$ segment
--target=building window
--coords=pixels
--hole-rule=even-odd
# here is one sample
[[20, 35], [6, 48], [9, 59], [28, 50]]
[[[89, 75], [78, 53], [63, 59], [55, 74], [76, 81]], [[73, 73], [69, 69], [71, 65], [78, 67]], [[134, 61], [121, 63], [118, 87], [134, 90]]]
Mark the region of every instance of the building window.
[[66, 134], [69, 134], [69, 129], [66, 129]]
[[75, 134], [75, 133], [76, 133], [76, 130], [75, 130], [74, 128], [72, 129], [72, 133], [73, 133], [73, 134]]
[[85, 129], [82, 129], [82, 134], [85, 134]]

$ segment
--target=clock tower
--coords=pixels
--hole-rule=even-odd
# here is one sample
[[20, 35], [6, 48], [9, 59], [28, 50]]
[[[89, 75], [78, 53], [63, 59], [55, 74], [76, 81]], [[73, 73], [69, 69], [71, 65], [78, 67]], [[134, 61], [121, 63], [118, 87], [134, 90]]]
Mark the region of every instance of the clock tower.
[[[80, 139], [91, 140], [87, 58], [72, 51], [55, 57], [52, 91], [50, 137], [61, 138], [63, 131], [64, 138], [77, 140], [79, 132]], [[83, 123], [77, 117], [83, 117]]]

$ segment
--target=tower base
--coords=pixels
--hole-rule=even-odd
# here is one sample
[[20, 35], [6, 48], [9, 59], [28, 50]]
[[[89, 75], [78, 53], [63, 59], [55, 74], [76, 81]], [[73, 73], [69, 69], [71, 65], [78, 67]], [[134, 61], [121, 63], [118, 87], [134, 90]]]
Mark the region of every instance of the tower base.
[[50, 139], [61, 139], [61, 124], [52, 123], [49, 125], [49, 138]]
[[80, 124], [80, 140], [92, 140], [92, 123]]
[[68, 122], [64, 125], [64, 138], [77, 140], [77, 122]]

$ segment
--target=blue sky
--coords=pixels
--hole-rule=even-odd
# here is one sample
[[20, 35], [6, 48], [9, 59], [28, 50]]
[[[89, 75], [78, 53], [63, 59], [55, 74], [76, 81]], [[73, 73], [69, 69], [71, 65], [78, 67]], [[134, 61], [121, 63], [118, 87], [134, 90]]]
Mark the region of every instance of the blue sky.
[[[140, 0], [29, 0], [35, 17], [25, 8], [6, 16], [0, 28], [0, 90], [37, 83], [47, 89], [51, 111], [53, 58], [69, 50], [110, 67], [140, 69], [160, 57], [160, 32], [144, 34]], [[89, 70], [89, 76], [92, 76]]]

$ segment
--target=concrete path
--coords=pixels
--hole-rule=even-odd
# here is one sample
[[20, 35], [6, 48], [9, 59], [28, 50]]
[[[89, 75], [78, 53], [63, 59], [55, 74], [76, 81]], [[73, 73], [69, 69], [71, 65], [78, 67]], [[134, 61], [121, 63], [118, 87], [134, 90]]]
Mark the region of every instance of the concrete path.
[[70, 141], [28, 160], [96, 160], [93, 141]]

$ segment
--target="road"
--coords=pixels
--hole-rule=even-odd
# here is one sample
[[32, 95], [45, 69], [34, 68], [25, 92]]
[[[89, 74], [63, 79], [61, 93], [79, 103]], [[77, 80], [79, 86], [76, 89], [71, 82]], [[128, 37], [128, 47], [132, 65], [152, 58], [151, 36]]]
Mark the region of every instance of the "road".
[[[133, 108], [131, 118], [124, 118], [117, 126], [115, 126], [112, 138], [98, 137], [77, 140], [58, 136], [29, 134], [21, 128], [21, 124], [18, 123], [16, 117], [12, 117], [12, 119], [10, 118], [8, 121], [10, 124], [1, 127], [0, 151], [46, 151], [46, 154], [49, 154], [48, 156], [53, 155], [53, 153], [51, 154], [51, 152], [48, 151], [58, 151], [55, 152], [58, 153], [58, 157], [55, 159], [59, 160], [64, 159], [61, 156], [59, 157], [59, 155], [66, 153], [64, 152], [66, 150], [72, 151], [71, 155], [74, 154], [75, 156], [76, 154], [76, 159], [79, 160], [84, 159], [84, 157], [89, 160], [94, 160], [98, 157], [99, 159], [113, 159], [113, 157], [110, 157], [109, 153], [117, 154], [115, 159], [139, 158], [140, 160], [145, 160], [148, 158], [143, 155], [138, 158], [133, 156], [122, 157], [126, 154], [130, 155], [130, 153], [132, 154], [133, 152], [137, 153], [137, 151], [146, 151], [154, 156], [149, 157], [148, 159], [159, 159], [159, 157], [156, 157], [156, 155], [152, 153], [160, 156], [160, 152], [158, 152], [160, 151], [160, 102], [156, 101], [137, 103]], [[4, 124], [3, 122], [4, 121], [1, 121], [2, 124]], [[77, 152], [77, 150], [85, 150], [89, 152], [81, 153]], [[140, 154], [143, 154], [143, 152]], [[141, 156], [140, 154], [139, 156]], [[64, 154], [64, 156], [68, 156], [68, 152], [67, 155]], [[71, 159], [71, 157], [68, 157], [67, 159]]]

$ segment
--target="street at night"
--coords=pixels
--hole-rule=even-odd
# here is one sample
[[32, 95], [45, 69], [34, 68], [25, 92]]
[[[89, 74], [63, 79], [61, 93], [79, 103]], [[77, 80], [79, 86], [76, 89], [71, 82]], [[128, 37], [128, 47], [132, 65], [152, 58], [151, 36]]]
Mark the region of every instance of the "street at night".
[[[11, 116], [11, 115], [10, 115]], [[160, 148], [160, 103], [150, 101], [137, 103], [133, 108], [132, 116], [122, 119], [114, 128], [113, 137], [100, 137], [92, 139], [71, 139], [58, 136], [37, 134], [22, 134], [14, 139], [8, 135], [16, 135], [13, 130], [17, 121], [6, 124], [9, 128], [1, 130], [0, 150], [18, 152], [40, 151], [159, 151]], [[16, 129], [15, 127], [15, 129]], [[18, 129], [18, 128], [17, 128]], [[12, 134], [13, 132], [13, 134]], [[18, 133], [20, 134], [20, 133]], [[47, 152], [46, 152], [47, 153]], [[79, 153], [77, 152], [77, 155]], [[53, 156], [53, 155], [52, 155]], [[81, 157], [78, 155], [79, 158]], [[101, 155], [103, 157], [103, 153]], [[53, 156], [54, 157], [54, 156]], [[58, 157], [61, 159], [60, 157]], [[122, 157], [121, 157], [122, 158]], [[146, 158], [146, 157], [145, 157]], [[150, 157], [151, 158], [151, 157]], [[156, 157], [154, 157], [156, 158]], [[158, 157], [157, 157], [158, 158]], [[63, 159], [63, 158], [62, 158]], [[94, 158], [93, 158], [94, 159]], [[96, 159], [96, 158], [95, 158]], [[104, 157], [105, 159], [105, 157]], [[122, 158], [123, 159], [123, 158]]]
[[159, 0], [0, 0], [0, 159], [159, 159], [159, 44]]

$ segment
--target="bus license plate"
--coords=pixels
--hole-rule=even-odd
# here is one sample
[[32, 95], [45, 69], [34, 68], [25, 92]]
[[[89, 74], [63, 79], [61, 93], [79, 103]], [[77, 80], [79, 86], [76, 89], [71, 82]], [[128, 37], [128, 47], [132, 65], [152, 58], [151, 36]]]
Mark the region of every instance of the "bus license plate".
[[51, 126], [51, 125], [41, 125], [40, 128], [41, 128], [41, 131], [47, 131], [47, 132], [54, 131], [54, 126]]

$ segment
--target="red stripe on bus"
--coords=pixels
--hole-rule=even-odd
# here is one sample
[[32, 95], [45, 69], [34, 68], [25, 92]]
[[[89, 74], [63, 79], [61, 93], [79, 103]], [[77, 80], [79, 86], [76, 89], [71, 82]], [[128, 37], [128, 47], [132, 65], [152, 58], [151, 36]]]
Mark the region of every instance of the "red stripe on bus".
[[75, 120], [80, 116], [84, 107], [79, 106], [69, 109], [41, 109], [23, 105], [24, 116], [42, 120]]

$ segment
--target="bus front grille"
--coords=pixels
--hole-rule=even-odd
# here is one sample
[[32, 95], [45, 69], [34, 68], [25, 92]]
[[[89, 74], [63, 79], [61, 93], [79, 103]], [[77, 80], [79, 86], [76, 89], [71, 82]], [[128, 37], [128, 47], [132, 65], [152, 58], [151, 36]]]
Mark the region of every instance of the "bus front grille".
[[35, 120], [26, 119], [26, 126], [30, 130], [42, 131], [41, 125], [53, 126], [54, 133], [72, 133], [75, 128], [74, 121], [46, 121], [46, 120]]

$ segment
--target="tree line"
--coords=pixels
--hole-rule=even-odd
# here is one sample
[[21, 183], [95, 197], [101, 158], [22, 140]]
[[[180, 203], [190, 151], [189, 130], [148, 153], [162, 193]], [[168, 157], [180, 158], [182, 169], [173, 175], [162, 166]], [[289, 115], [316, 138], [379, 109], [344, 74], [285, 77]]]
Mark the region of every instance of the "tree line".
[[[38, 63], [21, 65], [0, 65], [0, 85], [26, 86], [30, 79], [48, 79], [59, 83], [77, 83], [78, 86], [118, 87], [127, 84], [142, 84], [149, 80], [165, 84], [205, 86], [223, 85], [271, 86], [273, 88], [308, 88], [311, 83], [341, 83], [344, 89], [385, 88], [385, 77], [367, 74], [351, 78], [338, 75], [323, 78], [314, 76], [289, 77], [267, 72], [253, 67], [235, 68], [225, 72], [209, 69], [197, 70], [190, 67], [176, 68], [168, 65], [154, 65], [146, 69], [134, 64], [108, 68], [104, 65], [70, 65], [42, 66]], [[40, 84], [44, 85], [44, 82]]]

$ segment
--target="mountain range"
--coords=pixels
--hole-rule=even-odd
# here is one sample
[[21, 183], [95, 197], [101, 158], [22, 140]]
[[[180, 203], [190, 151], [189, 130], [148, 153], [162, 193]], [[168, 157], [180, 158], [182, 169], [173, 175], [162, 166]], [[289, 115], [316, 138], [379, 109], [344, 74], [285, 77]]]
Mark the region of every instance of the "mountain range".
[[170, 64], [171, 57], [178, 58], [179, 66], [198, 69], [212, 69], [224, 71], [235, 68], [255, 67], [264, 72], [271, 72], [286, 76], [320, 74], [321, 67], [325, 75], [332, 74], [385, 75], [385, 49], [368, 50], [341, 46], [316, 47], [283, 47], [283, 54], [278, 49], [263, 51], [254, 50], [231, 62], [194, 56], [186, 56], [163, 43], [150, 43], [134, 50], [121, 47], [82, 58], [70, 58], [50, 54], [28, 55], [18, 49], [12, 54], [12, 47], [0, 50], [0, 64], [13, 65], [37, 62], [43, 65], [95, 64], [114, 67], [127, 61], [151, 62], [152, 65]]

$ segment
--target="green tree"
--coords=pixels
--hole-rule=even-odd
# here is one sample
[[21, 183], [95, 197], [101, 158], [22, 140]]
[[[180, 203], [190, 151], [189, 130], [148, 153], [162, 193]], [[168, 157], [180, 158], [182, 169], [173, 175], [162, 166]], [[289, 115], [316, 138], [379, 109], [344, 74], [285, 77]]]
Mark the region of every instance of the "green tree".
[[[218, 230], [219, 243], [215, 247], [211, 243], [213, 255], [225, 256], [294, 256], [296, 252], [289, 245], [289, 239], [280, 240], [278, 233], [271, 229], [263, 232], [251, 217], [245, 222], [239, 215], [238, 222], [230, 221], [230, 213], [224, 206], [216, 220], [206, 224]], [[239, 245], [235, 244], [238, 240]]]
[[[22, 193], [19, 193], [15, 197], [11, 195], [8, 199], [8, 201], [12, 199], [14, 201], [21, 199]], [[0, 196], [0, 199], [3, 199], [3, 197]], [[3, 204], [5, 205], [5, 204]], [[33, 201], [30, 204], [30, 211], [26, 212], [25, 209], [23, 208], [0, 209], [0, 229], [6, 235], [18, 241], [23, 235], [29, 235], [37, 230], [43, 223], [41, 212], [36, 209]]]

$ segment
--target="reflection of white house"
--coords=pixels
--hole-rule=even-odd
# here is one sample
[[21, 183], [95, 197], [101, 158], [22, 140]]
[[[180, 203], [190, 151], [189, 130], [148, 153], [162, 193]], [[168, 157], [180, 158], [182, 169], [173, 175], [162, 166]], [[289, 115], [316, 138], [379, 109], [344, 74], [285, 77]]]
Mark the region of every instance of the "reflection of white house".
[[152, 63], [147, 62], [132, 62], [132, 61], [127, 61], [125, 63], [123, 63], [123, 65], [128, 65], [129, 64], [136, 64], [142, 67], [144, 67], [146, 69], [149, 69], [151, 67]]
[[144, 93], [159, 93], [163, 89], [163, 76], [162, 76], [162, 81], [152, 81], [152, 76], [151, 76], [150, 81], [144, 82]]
────
• [Task to carry out]
Pull out each line of the data above that contains the string "clock". Case counts, so uppercase and lowercase letters are treated as different.

• [Result of this exercise]
--target=clock tower
Mark the region of every instance of the clock tower.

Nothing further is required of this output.